One of the key drivers of Lean is the idea that all processes, systems, organization structures, IT solutions, buildings and so forth should be designed to support one-piece flow delivery of high quality products and services to customers at a low cost. Likewise, when making decisions affecting processes, systems, organization structures, IT solutions, buildings and so forth, a key question must be to ask “how will this decision reduce the distance between management and gemba?


  1. Ron

    June 6, 2007 - 6:15 am
    Reply

    Good points Jon. I am curious if you don’t mind me probing… as you are an executive for Gemba Research I wonder how you do at “Turn off e-mail capability to report status from the shop floor to management, and Blackberries also, while you’re at it.”

  2. Jon Miller

    June 6, 2007 - 1:06 pm
    Reply

    Hi Ron,
    This is a tough one. My gemba is a combination of client sites for my accounts as well those of other Gemba team members. Making the rounds adequately to these gembas can be difficult. Electronic data on our performance doesn’t really tell the tale, and it’s after the fact in any case. The short-term solution is lots of travel and the long-term solution is developing leaders, better zone control and andon systems.
    Jon

  3. Rajdeep

    June 7, 2007 - 7:33 am
    Reply

    In one of the insurance companies I did some consulting work with, the operations area was huge (across some floors) and had 100s of people handling 1000s of forms everyday. Huge amounts of paper was moving and there were electronic systems to capture data and there were very jazzy monthly dashboards to report TATs and backlogs and performance for various teams.
    There was also huge pressure on improving productivity and not add headcount with increasing volumes.
    We were working in ops area and we saw that within ops, there were about 10 core processes and there were 34 teams working on them – most of the core processes went through several teams and it took days to close transactions.
    One of the initiatives we did with the ops head was that for each of the 34 teams we set up a large whiteboard with some templates and once every hour one of the team members had to go and input the # of apps received and # of apps processed. And update the cumulative volume chart for the day. This was done every hour.
    This one simple effort had a drastic impact on reducing variation between processing teams, improved flow from one team to another dramatically and people become much more sensitive to downstream and upstream work and their impact on those.
    But the big win was not this. When the SVP of Ops started seeing this, he would just pop in once a day at some time to see how things are going. He saw a great reduction in TAT and was so impressed that he would call Ops VPs and AVPs and discuss numbers in front of these boards – sometimes for hours, having a sandwich and coke.
    Slowly they started seeing that there was difference in flow of customer volume between those 10 core processes. This gave them ideas to explore multiskilling people intelligently with where there would be max impact.
    When they noticed the variation in flow every hour, the AVPs started aligning shifts and even their own working hours to the flow of volume – with this the backlogs disappeared.

Saved data entries
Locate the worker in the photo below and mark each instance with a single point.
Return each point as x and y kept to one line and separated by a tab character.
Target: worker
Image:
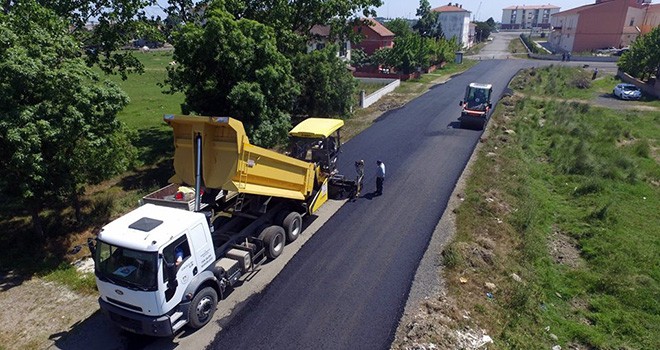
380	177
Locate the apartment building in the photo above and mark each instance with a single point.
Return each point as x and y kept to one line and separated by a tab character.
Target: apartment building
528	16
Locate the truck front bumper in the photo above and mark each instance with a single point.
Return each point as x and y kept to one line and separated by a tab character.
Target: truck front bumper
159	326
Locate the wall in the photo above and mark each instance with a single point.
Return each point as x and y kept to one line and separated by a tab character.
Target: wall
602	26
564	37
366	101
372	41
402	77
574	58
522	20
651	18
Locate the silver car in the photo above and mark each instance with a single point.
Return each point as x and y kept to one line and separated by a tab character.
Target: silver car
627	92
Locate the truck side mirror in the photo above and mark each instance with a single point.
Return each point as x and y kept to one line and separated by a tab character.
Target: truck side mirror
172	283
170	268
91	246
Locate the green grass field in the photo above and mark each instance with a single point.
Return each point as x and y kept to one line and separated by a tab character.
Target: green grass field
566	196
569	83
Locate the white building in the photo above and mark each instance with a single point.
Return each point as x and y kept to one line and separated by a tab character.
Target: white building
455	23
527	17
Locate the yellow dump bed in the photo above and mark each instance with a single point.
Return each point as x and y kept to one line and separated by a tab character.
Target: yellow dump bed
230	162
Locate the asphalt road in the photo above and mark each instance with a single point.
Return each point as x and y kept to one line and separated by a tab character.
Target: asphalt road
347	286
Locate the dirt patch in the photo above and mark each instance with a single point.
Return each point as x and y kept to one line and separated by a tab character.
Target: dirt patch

• _Short task A_
Write out the portion of the Lean and gemba excerpt that begins with "Slowly they started" and runs through "be max impact.".
• _Short task B_
Format only the records from the line with "Locate the asphalt" through the end of the records, that line included, as a JSON list of strings with one string per line and blank lines omitted.

• _Result A_
Slowly they started seeing that there was difference in flow of customer volume between those 10 core processes. This gave them ideas to explore multiskilling people intelligently with where there would be max impact.

• _Result B_
[
  "Locate the asphalt road in the photo above and mark each instance with a single point.",
  "Return each point as x and y kept to one line and separated by a tab character.",
  "Target: asphalt road",
  "347\t286",
  "Locate the dirt patch in the photo above and mark each instance with a single point.",
  "Return each point as x and y kept to one line and separated by a tab character.",
  "Target: dirt patch"
]